REQUIREMENTS
What follows is a set of records; repeat all of them exactly.

EXTRACTED INFORMATION

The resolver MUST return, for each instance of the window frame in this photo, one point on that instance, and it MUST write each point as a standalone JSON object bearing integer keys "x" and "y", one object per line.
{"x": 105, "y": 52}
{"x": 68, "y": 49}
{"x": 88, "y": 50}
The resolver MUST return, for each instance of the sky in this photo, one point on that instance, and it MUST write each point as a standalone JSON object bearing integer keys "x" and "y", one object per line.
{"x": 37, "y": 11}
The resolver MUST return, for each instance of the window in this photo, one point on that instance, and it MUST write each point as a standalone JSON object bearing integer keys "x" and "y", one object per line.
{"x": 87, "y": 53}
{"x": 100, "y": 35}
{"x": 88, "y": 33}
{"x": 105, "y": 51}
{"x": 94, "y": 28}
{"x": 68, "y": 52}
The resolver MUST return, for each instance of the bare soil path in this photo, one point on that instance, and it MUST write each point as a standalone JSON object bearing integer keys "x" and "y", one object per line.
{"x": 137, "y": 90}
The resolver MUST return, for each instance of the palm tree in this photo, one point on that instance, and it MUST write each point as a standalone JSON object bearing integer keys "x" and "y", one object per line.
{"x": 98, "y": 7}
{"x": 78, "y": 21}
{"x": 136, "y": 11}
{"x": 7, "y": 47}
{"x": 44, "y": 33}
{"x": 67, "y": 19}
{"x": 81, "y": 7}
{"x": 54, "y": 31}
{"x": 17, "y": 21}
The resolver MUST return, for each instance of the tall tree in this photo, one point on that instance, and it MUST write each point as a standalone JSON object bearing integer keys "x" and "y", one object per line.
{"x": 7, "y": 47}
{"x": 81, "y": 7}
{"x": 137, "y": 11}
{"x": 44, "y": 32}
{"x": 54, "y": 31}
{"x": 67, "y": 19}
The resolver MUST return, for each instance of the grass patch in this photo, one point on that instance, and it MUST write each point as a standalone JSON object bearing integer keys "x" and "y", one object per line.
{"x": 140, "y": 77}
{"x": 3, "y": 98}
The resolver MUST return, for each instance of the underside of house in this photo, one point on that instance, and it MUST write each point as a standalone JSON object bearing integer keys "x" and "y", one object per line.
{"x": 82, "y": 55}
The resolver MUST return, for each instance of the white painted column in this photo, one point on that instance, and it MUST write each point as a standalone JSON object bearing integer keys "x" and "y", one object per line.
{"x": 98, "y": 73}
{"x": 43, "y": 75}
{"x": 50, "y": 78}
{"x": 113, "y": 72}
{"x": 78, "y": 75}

RIGHT ANSWER
The resolver MUST return, for each instance of the window frame in this photo, one point on that instance, and it MUST write each point as a standalone JSON object bearing integer keys "x" and "y", one object per line.
{"x": 105, "y": 52}
{"x": 68, "y": 49}
{"x": 88, "y": 50}
The resolver MUST return, for each instance of the sky in this photo, one point on that instance, and it MUST write each point as a standalone JSON object bearing integer keys "x" and "y", one object per line.
{"x": 37, "y": 11}
The resolver MUST return, for each instance of the window in this photo, one point on that instance, and it MUST write each point as a standalone JSON object bearing integer keys "x" and "y", one object per line.
{"x": 87, "y": 53}
{"x": 100, "y": 35}
{"x": 88, "y": 33}
{"x": 105, "y": 51}
{"x": 94, "y": 28}
{"x": 68, "y": 52}
The resolver MUST return, for each instance of the bare soil path in this photo, one point on that instance, and it MUST write each point as a standalone JSON object bearing integer keys "x" and "y", one object per line.
{"x": 137, "y": 90}
The resolver MUST return, for each instance of the palm tree in this photo, one point on that instance, and it MUST write each point as a standalone JSON object bearing integer keys "x" and "y", one object per line.
{"x": 98, "y": 7}
{"x": 78, "y": 21}
{"x": 136, "y": 11}
{"x": 7, "y": 47}
{"x": 44, "y": 33}
{"x": 67, "y": 19}
{"x": 81, "y": 7}
{"x": 54, "y": 31}
{"x": 17, "y": 21}
The resolver MUST return, for each instance of the tall tree in this photo, one point on that instance, and it MUST write each point as a standalone JSON object bearing integer keys "x" and "y", one object per line.
{"x": 7, "y": 47}
{"x": 81, "y": 7}
{"x": 137, "y": 11}
{"x": 44, "y": 32}
{"x": 54, "y": 31}
{"x": 67, "y": 19}
The resolver MUST return, for each instance of the grass patch in this photo, one point on that instance, and it MUST write each point as a standalone JSON object bearing integer keys "x" and "y", one object per line.
{"x": 140, "y": 77}
{"x": 3, "y": 98}
The resolver MUST return, for each instance of the underside of house in this photo, one point on that instance, and it MUST write each point as a standalone JSON object bearing integer keys "x" and "y", one object per line.
{"x": 82, "y": 55}
The resolver MUST return, for each instance of the white painted column in this photo, one point on that instance, and it MUST write each point as a standalone JSON object bearing integer keys "x" and "y", one object per line.
{"x": 98, "y": 73}
{"x": 43, "y": 75}
{"x": 50, "y": 78}
{"x": 113, "y": 72}
{"x": 78, "y": 75}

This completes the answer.